> _Task requirements_
a – In the NHS IT article, reproduce the stretch from "There is currently, however, a" through "innovation and delivery.", switching "gap" to "divide".
b – Condense the paragraph of the NHS IT article that begins "There is currently, however," into a three-item bulleted list that keeps its main facts.

> _Extract_
Health Minister Simon Burns1 and DH IT Director General Christine Connelly2 have recently painted a radical picture of the way in which the new UK Government wants the NHS IT to operate and one that will see the introduction of new information systems that put patients in control of their health records.
The Government feels that there is a need not only to allow patients to access their records – but also for them to be in control of the data that the NHS creates in their name. The concept is that patients will increasingly make decisions about where their records are kept and who is allowed to access them.
This new approach to health informatics, coupled to the Government's Equity and Excellence White Paper,3 suggests that we may be approaching a turning point in the way that the NHS – and therefore by implication all healthcare in the UK – will be delivered. But new developments in IT have traditionally been ahead of the curve of technology adoption and the NHS is no exception. Clinicians have been slow to adopt the benefits that IT can offer healthcare.
So why should we expect things to be different this time?
The answer lies in part in the i-Phone App Store, which has delivered a new way of looking at the world through a computer window.
Through their individual and collective experience of Google, Facebook, i-Phone and other similar systems, politicians, clinicians and their patients are now for the first time AHEAD of the healthcare IT development curve – they know how to drag and drop software applications to create their own particular information world – and how to re-shape it when necessary.
The result of this collective mind-shift is that suppliers who make healthcare IT systems as easy and as accessible as the ‘Apps’ they use in their phones will have a competitive advantage over those who do not. It is also likely that there will be a shift towards those that facilitate collaboration rather than towards those that do not.
Through their increasing exposure to online and mobile device applications, the healthcare community is emerging well prepared for 21st-century IT-facilitated working practices – and it appears that the Government is keen to help this new dawn to break over the UK healthcare economy.
There is currently, however, a massive gap between the IT needs of a busy hospital department and the world of the i-Phone App Store and Facebook page. The Government's strategy to bridge this gap is to ensure that ‘traditional’ hospital information systems are increasingly able to output information to places (such as your own personal health record) that are accessible from outside. If this happens, then these new databases have the potential to fuel the gold rush of a completely new healthcare economy and one in which independent sector clinicians can play a major role in service innovation and delivery.

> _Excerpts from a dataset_
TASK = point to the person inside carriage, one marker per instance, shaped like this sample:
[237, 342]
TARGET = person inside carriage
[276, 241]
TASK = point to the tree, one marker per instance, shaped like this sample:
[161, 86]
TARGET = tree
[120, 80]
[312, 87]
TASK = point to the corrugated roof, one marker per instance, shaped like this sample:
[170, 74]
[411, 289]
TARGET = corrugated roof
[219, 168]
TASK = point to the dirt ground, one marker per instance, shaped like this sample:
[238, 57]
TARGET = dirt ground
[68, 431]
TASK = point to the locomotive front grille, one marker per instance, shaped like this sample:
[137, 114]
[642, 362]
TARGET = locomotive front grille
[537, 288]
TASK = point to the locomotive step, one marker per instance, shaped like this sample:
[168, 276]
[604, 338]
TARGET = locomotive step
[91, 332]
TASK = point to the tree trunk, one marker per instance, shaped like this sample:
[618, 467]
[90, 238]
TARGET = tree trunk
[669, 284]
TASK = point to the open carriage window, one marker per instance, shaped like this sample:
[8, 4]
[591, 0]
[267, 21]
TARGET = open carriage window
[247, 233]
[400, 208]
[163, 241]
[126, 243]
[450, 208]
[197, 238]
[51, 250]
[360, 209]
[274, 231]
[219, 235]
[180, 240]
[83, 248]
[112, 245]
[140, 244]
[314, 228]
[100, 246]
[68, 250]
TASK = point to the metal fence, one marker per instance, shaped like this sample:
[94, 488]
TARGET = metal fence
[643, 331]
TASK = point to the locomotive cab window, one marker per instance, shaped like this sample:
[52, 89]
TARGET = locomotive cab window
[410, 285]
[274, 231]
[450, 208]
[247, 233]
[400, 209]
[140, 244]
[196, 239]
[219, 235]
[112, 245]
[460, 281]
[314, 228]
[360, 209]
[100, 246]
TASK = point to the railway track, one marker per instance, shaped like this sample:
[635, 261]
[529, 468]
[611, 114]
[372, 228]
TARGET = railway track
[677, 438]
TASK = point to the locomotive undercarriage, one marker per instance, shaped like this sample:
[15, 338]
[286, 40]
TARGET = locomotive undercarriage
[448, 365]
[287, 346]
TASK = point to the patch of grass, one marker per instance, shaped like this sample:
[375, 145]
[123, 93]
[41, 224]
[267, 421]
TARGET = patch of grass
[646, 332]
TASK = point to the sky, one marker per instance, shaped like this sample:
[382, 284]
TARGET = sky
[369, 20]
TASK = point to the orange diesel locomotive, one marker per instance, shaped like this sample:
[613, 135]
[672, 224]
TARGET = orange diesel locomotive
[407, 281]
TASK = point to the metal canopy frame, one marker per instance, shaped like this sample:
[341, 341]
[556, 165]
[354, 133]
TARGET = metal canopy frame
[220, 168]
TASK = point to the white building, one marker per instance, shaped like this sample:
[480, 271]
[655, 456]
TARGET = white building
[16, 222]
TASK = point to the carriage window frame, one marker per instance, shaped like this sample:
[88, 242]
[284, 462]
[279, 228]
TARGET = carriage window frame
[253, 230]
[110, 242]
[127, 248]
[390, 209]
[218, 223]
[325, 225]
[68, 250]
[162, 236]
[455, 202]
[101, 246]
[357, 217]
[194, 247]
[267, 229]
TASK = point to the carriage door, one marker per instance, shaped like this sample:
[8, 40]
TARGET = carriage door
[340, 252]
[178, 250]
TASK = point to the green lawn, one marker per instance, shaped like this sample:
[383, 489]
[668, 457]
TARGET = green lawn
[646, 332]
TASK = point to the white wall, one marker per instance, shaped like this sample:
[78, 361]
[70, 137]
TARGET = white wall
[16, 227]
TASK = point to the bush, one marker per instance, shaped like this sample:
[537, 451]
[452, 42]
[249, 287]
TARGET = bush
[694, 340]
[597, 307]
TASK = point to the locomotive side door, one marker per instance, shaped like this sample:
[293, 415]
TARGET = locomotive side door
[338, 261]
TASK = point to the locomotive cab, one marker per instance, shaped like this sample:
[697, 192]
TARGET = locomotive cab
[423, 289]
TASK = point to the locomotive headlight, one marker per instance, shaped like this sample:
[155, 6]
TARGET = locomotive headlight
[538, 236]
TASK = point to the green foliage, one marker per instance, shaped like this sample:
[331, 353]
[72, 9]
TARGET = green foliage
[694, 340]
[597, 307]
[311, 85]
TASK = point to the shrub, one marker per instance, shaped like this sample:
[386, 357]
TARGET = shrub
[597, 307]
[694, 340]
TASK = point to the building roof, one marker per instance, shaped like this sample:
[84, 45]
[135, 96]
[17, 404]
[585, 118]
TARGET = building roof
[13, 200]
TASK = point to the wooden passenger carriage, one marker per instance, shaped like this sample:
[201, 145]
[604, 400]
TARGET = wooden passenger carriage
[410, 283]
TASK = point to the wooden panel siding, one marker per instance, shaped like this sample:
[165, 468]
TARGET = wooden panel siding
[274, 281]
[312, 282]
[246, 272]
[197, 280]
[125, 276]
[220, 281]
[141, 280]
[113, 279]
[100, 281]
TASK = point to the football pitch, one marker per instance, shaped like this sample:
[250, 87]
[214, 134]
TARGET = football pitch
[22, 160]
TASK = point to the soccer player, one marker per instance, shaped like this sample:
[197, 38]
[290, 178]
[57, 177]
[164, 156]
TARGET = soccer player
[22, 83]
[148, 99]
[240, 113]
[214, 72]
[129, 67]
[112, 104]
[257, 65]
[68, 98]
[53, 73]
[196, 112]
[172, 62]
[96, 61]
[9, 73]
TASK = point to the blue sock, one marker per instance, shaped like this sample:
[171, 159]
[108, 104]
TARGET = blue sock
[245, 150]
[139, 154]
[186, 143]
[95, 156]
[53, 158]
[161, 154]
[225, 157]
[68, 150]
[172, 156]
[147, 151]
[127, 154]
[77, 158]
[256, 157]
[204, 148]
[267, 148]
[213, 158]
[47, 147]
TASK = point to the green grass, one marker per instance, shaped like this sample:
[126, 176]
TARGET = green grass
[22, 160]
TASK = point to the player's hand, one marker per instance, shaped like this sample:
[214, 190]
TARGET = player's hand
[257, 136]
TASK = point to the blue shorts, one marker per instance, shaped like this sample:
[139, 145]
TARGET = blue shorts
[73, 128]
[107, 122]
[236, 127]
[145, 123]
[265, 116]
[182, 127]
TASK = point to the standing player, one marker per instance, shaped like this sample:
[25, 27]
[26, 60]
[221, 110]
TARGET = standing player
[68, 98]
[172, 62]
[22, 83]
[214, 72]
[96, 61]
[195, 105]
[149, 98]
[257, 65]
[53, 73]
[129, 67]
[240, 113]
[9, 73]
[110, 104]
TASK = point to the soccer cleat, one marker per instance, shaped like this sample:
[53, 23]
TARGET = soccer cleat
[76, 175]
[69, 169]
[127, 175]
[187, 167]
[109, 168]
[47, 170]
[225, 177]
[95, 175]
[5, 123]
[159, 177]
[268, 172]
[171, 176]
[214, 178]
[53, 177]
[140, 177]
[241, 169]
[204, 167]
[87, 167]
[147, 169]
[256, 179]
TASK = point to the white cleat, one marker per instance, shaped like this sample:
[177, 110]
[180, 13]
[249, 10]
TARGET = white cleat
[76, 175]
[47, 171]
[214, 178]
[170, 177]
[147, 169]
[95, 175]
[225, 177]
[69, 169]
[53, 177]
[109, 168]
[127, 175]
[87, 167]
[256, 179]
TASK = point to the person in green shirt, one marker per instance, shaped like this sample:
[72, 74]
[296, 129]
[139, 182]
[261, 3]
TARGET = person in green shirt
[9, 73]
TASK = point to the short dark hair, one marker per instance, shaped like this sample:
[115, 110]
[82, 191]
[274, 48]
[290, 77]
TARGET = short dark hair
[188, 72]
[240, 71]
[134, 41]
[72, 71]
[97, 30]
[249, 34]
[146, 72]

==

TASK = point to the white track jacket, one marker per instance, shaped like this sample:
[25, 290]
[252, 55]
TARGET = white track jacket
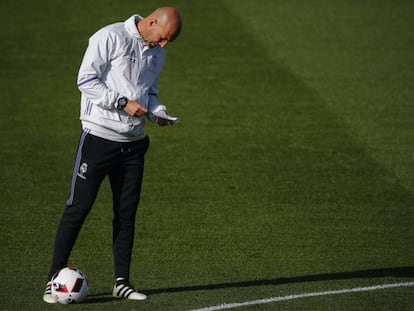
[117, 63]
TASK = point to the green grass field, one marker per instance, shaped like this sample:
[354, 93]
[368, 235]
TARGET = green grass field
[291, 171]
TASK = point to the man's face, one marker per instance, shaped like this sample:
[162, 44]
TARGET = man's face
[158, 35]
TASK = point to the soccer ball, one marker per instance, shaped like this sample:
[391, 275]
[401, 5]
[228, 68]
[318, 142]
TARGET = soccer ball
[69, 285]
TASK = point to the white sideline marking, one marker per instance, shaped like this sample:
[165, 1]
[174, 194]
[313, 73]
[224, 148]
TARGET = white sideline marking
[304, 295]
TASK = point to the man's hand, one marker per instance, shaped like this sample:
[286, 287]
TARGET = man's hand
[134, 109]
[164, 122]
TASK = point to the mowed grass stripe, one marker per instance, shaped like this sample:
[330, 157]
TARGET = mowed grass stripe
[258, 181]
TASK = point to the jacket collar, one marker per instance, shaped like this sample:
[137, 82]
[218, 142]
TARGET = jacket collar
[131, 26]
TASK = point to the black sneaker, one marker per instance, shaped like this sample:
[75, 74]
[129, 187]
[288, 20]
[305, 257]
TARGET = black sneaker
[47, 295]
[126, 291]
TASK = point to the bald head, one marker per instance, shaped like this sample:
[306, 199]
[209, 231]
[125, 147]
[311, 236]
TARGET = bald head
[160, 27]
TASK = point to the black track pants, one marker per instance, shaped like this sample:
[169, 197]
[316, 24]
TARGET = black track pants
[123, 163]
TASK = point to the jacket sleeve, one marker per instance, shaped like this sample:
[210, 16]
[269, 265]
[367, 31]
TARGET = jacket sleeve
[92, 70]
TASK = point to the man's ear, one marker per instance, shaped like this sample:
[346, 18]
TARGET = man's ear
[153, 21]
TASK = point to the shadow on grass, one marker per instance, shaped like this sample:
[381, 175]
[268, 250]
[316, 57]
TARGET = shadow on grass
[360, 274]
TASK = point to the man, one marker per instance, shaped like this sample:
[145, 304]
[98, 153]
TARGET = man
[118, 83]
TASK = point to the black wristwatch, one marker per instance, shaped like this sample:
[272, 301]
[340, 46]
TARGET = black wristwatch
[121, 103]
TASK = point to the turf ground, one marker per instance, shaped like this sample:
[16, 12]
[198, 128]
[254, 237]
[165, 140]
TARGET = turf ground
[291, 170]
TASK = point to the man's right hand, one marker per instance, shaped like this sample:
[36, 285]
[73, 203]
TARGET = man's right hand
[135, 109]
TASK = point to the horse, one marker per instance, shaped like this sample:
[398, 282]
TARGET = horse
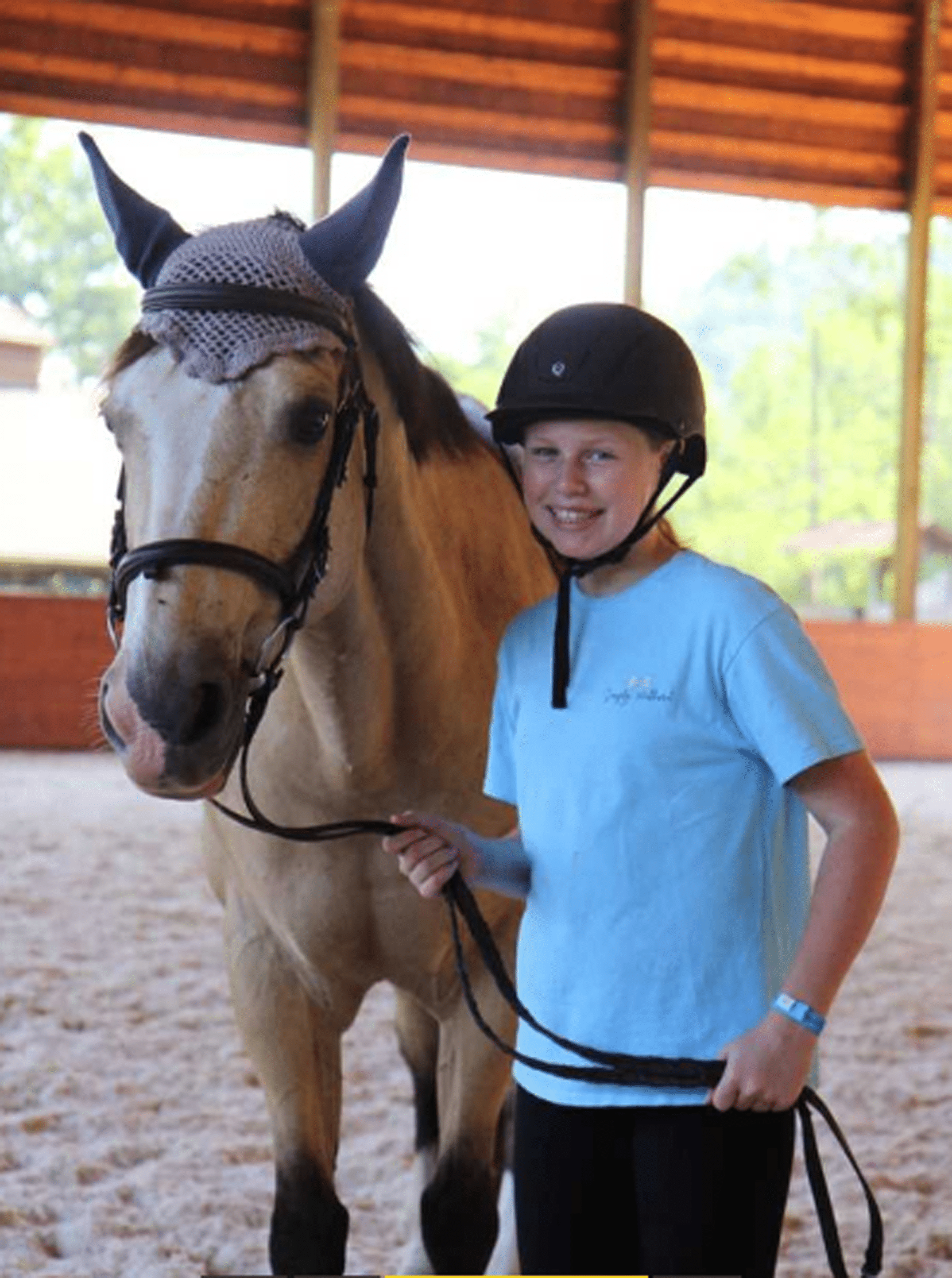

> _Responses to the tasks_
a –
There is currently, however, a massive divide between the IT needs of a busy hospital department and the world of the i-Phone App Store and Facebook page. The Government's strategy to bridge this divide is to ensure that ‘traditional’ hospital information systems are increasingly able to output information to places (such as your own personal health record) that are accessible from outside. If this happens, then these new databases have the potential to fuel the gold rush of a completely new healthcare economy and one in which independent sector clinicians can play a major role in service innovation and delivery.

b –
- A massive gap separates the IT needs of a busy hospital department from the world of the i-Phone App Store and Facebook.
- The Government plans to bridge it by making "traditional" hospital information systems increasingly able to output information to places accessible from outside, such as a personal health record.
- If this happens, these new databases could fuel a completely new healthcare economy in which independent sector clinicians play a major role in service innovation and delivery.